[WHAT IS EXPECTED] Only the lines from the one containing "line in this photo as integer pixel values." through the end of the listing are to be transcribed, exactly and with both ends included.
********
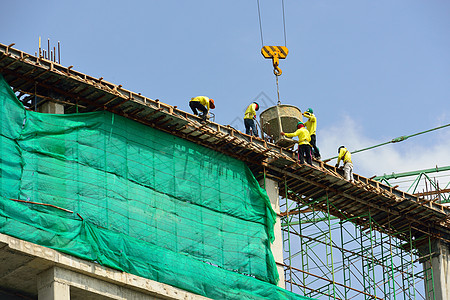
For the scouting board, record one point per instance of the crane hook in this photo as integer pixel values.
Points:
(275, 53)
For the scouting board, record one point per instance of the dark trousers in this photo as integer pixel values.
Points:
(304, 152)
(250, 123)
(194, 105)
(315, 150)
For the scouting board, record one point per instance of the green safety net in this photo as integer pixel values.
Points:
(107, 189)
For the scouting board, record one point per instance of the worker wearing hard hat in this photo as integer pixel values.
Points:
(304, 148)
(249, 119)
(311, 125)
(202, 104)
(346, 157)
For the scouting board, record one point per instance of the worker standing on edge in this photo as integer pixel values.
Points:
(203, 104)
(304, 148)
(346, 157)
(249, 119)
(311, 125)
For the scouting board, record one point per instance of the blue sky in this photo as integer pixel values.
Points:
(371, 70)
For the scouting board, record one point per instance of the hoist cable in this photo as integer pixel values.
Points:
(284, 23)
(396, 140)
(278, 92)
(260, 24)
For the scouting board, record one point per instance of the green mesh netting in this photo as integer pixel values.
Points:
(136, 199)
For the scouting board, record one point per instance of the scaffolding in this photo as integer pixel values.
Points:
(362, 240)
(332, 257)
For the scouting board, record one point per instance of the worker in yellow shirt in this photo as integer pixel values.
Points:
(346, 157)
(249, 119)
(304, 148)
(311, 125)
(203, 104)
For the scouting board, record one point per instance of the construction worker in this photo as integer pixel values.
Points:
(346, 157)
(304, 148)
(249, 119)
(311, 125)
(203, 104)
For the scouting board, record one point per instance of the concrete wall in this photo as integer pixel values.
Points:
(37, 272)
(271, 187)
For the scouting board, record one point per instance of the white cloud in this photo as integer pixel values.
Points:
(412, 154)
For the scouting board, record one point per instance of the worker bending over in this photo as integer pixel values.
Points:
(203, 104)
(249, 119)
(311, 125)
(346, 157)
(304, 148)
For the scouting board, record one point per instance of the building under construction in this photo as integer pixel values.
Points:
(108, 194)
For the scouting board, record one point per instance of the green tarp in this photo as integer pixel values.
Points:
(136, 199)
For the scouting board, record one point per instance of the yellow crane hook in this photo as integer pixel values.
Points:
(275, 53)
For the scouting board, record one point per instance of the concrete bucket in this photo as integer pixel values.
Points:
(280, 118)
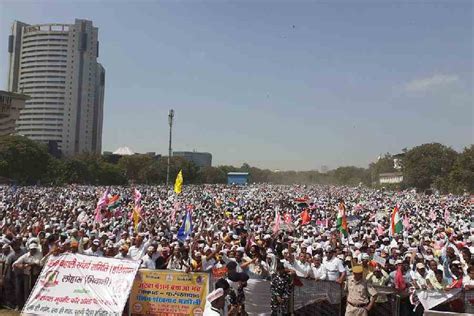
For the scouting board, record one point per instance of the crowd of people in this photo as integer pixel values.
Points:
(272, 232)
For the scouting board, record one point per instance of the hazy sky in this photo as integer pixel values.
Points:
(282, 85)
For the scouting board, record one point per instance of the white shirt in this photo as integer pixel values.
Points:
(318, 273)
(148, 263)
(302, 269)
(207, 265)
(137, 252)
(97, 253)
(334, 268)
(211, 311)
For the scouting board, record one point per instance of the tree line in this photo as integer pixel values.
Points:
(432, 165)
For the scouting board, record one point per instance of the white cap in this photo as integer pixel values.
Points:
(214, 295)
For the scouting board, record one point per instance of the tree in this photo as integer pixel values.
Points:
(23, 160)
(426, 165)
(461, 177)
(382, 165)
(134, 165)
(212, 175)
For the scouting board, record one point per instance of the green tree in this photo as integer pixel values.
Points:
(23, 160)
(461, 177)
(134, 165)
(382, 165)
(427, 165)
(212, 175)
********
[RESPONSE TO THE TASK]
For the scouting board, record one point per instance of the tree line in this photo as integer pixel values.
Points:
(432, 165)
For the scouting board, record one point per instance of the white cap in this photo as integer pixel values.
Points:
(214, 295)
For the scouting board, record one point per instance of the tree in this photo as integer pixel values.
Points:
(23, 160)
(426, 165)
(461, 177)
(382, 165)
(134, 165)
(212, 175)
For the scouting board, record one point per instance of the green tree in this photo as integer pixel values.
Points:
(23, 160)
(461, 177)
(134, 165)
(382, 165)
(427, 165)
(212, 175)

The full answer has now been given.